What you are asked to do => Report back the lines in this listing that carry the string "exact".

Source information Start Marker

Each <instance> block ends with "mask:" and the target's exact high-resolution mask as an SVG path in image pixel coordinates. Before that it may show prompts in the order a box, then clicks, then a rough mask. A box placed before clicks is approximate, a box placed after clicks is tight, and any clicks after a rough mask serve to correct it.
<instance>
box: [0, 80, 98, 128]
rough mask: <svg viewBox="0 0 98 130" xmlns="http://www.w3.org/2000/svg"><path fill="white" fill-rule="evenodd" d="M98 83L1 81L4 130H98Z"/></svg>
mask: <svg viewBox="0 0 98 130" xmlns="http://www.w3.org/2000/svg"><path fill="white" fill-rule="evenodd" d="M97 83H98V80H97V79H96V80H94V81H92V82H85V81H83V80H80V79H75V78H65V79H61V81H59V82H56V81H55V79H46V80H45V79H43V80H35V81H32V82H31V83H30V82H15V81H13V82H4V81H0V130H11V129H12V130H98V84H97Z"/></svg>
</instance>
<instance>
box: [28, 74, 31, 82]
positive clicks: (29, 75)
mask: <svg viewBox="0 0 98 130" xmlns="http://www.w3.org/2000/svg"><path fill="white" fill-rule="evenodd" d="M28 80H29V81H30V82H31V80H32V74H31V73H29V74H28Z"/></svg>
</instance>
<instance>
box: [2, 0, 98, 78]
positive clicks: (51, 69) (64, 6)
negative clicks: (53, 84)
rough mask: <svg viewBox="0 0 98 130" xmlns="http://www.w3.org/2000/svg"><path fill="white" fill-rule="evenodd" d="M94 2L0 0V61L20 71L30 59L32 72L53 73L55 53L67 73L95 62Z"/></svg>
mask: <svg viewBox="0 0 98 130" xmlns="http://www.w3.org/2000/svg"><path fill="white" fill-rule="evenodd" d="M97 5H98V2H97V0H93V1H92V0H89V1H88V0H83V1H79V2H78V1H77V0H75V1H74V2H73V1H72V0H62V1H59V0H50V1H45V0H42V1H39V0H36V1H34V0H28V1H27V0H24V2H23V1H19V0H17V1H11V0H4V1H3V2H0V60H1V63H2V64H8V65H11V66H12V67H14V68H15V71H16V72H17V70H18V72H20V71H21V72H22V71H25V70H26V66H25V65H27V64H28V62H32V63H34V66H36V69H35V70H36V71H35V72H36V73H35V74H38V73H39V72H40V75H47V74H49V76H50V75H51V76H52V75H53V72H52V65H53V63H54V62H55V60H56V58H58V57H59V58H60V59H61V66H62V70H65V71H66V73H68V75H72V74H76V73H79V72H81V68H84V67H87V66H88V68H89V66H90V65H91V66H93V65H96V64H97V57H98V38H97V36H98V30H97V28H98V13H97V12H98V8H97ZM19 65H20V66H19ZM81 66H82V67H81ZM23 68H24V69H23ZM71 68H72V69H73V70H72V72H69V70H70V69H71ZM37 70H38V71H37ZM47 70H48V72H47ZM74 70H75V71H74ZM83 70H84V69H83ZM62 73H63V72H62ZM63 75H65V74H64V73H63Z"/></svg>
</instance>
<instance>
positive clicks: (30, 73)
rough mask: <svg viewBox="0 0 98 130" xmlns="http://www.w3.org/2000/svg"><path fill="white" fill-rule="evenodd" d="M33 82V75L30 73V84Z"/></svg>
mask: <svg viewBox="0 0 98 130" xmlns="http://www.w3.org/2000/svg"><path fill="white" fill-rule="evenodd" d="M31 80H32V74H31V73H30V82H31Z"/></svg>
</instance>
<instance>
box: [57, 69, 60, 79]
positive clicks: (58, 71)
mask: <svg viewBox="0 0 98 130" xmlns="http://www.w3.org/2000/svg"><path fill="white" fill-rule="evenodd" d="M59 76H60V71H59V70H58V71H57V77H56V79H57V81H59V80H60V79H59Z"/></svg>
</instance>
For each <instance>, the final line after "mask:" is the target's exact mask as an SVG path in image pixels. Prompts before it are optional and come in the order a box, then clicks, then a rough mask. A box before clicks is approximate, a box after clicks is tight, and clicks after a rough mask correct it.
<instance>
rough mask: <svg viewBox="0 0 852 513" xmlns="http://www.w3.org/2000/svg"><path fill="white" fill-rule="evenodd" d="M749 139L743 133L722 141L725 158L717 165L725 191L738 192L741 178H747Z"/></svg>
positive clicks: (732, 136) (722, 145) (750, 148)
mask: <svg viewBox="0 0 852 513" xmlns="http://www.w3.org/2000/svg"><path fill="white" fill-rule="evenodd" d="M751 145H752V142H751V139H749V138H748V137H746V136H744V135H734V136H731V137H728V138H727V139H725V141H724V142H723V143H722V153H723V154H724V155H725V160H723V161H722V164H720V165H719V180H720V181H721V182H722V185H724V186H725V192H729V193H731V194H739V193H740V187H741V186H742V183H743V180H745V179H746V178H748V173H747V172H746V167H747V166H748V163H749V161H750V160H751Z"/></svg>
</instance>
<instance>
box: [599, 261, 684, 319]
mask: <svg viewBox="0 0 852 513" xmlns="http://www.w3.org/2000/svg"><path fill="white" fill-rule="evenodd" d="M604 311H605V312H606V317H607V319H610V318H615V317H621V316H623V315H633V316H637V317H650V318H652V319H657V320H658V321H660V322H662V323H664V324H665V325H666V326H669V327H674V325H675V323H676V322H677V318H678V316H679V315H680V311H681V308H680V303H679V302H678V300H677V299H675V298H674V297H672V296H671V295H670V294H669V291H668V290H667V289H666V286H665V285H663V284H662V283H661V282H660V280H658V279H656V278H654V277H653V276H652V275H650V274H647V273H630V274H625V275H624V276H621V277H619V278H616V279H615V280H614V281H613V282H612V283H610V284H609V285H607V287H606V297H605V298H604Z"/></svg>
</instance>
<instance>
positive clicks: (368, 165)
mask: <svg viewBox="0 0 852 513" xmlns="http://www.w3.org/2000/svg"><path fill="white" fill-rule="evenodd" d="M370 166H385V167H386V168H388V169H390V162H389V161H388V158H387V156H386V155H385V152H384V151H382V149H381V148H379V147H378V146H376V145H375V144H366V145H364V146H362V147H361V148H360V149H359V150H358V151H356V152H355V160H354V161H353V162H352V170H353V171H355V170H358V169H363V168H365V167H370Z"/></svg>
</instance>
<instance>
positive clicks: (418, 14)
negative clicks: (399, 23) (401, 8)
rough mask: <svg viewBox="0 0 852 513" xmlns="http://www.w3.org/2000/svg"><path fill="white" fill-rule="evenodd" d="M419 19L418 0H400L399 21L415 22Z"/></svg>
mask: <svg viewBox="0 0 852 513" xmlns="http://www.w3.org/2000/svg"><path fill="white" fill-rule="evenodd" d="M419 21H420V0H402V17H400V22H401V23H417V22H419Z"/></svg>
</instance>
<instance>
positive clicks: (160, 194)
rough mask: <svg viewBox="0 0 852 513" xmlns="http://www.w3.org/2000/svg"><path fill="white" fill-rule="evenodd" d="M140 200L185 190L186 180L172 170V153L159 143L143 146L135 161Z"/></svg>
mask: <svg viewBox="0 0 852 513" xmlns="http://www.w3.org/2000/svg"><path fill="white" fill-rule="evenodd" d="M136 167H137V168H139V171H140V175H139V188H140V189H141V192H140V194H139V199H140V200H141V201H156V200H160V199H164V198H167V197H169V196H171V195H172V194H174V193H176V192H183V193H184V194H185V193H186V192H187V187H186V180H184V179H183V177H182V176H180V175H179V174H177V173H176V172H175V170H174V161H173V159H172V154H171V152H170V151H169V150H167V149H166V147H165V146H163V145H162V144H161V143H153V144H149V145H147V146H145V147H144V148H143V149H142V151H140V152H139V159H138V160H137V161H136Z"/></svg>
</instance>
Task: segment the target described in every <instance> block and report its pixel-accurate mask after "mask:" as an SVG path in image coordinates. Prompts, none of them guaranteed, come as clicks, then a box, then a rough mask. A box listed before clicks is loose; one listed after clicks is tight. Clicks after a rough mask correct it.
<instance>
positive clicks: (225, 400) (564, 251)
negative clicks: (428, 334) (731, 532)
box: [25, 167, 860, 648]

Source information End Marker

Solution for this exercise =>
Each <instance> block ends with "mask:" and the target's exact high-resolution mask as an SVG path in image pixel coordinates. Before that it may show prompts in the order a box, then clicks, then a rough mask. A box placed before clicks is approximate, a box placed after clicks is tight, and any clicks after a rough mask serve to correct it.
For each <instance>, the final line after "mask:" is the target's exact mask as an SVG path in image pixels. Prompts before it are optional and come in the order a box, then clicks, then a rough mask. A box before clicks is approximate, a box after clicks is tight, and clicks after a rough mask correct it.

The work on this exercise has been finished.